REQUIREMENTS => Format every item below as a numbered list with blank lines omitted. Leave the pictures out of the answer.

>> START RECORD LIST

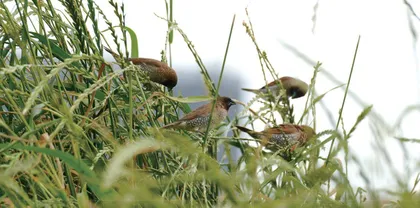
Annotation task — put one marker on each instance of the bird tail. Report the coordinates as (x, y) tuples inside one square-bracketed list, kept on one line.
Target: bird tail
[(251, 90), (173, 125), (249, 131)]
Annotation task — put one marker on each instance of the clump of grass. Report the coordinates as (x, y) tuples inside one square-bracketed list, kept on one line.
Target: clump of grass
[(74, 134)]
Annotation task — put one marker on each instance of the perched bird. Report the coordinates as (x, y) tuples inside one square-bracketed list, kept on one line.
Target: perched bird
[(285, 135), (198, 119), (157, 71), (294, 87)]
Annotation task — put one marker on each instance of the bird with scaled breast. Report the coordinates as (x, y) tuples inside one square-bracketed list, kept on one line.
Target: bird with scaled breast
[(285, 135), (198, 119), (157, 71), (294, 87)]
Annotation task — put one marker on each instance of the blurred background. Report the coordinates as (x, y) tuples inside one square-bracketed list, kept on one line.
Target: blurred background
[(295, 35)]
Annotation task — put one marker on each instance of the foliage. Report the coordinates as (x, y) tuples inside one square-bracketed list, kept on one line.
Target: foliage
[(75, 133)]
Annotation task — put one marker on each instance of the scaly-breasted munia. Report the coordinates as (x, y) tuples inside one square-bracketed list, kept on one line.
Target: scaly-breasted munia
[(294, 87), (198, 119), (285, 135), (157, 71)]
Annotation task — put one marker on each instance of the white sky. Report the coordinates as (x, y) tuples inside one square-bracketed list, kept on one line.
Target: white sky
[(385, 72)]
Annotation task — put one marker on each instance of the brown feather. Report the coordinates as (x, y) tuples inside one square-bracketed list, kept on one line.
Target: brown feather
[(157, 71), (199, 118)]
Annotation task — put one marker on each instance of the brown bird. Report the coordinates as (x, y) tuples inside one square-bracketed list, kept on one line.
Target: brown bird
[(285, 135), (157, 71), (294, 87), (198, 119)]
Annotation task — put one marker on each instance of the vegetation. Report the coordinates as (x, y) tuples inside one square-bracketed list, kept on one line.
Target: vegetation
[(75, 133)]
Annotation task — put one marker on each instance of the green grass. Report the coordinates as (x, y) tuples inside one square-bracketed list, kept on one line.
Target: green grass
[(73, 133)]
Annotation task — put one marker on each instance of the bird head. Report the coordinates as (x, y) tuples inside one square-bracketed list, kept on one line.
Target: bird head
[(171, 81), (226, 102), (309, 131), (295, 88)]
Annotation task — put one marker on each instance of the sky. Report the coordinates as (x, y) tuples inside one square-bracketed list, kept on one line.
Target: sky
[(386, 72)]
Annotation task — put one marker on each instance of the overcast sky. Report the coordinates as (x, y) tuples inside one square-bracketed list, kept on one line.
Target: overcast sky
[(386, 72)]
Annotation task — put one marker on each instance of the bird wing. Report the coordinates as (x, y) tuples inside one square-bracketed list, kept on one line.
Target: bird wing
[(199, 112), (282, 129)]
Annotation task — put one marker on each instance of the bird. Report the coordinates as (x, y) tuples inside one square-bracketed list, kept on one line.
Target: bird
[(157, 71), (283, 136), (198, 119), (294, 87)]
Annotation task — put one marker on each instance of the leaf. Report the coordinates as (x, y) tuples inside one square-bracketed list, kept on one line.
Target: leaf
[(55, 49), (78, 165), (134, 42)]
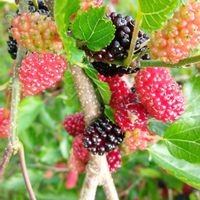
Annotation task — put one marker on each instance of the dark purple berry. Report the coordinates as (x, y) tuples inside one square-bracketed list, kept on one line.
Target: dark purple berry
[(12, 47), (102, 136), (112, 70), (119, 47)]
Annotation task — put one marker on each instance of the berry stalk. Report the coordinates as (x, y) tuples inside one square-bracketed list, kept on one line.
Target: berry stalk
[(157, 63), (14, 146), (134, 39), (97, 172)]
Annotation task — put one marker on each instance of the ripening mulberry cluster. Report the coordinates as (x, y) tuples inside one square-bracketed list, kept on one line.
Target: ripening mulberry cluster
[(155, 94), (74, 124), (119, 47), (160, 94), (87, 4), (36, 32), (102, 136), (113, 70), (180, 35), (114, 160), (12, 43), (4, 123), (41, 71)]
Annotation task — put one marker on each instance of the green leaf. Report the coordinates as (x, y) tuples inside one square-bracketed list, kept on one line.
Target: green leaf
[(155, 13), (93, 28), (63, 10), (72, 99), (182, 137), (29, 109), (157, 126), (102, 87), (47, 120), (183, 170)]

>> END RECORD LIST

ANSWER TO THE TASK =>
1. Annotation task — put one marker on each instance of the bird tail. Report the coordinates as (x, y) tuples inside one square-bracketed list, kept on one line.
2. Target: bird tail
3. [(251, 90), (173, 125), (249, 131)]
4. Annotation task — put one marker on each instance of the clump of grass. Report the coordinates as (x, y) tuples inside one square-bracketed list, kept on one line.
5. Target: clump of grass
6. [(74, 134)]
7. Annotation task — put one marker on each instance of the perched bird. Report the coordinates as (x, y) tuples inside one square-bracketed list, kept on one line.
8. Target: perched bird
9. [(285, 135), (198, 119), (157, 71), (294, 87)]
10. Annotation task — put one marker on each instance of the bird with scaled breast. Report the coordinates as (x, y) tuples inside one square-bracketed list, kept on one line.
11. Target: bird with scaled breast
12. [(285, 135), (198, 119), (157, 71), (294, 87)]
13. Annotation task — put one marker on each instance of the blurred background. Report the coordinates as (x, y) tuples inside one square-bracketed list, kept on one line.
14. Target: blurred background
15. [(295, 35)]
16. Annotation task — put one marker on each instance of the foliage. Report the coordinates as (x, y) tuples inside one square-bracketed list, kept on one line.
17. Target: foliage
18. [(75, 133)]
19. Annotation task — put one marker on each instance of the scaly-breasted munia. Report the coordinates as (x, y) tuples inside one square-bracketed list, kept on one line.
20. Target: scaly-breasted munia
21. [(294, 87), (198, 119), (285, 135), (157, 71)]
22. Annotation task — put one marker on each instance of the white sky. Report the coordinates as (x, y) tuples inside one square-bracketed list, kept on one line.
23. Target: white sky
24. [(385, 72)]
25. Annotation task — put one marker on each instance of the brown feather. Report the coordinates as (x, y) tuples inside one square-bracketed list, kept on one line.
26. Target: brown feather
27. [(157, 71), (199, 118)]
28. Annotation task — put one marker on each instance of the brown bird. Report the coordinates as (x, y) tuples inside one square-bracketed list, kept on one line.
29. Target: brown bird
30. [(285, 135), (157, 71), (294, 87), (198, 119)]
31. Annotation task — put one marker on each instance of the vegetation. Report the coordinates as (x, y) tuples inside one square-bracketed list, kept on one line.
32. Target: vegetation
33. [(75, 133)]
34. Annotation task — put one marker on each instance of the green grass. Report the coordinates as (x, y) tuples inside one square-bracketed list, kept on one line.
35. Target: green grass
36. [(73, 133)]
37. Annotation task — put one marker on each instance of the bird head. Report the coordinates as (x, y) tuples inside one square-bracketed list, kept on one line.
38. Target: bird head
39. [(171, 81), (226, 102), (309, 131), (295, 88)]
40. Annotation task — put one marker on each instance of the sky. Report the coordinates as (x, y) tuples inside one square-bracketed list, kept on one line.
41. Target: sky
42. [(386, 72)]
43. Annotation task — put one marker on each instance of the overcast sky. Report the coordinates as (x, y) tuples inside one square-bracketed list, kept on one line.
44. Target: overcast sky
45. [(386, 72)]
46. Annotation task — put one marker on each instance of the bird wing. Report the coordinates as (x, y) tuples inside one square-bracketed list, kept on one line.
47. Target: bird wing
48. [(199, 112), (282, 129)]
49. Annotation task — put one marker on each instance of the bird. Report the coordinates as (x, y) tuples inside one square-bracketed list, kept on one line.
50. Target: bird
51. [(157, 71), (283, 136), (198, 119), (294, 87)]
52. Annotation task — put one marker on each instance of the leaf. Report the coordinates as (x, y) tuples inside one square-bracketed list, kept on one line.
53. Target: leaf
54. [(55, 49), (78, 165), (134, 42)]
55. Annotation task — put one marker on each instance of the dark purple berry. Report the coordinates as (x, y) tuples inside one square-bracketed list, kept on one line.
56. Target: dark purple berry
57. [(12, 47), (102, 136), (112, 70), (119, 47)]
58. Annotation task — put one marker on each instance of the berry stalk. Report the coordinates as (x, y) tuples inside one square-bracketed list, kept on one line.
59. Target: berry stalk
60. [(157, 63), (14, 146), (134, 39), (97, 172)]
61. Annotation task — put one marker on each instance of the ripening mulberry cluster. Report the coordinates as (x, y) tuples inside one square-bracketed list, kept on one line.
62. Target: ripening mulberry cluster
63. [(155, 94), (74, 124), (119, 47), (160, 94), (87, 4), (36, 32), (102, 136), (113, 70), (180, 35), (114, 160), (12, 43), (4, 123), (41, 71)]
64. Annotation task — put one marker on each instance of the green leaf. Report the coordinates as (x, y) tuples inside one square-bracketed list, kept on one line.
65. Target: green leaf
66. [(155, 13), (93, 28), (63, 10), (72, 99), (182, 137), (29, 109), (157, 126), (102, 87), (47, 120), (183, 170)]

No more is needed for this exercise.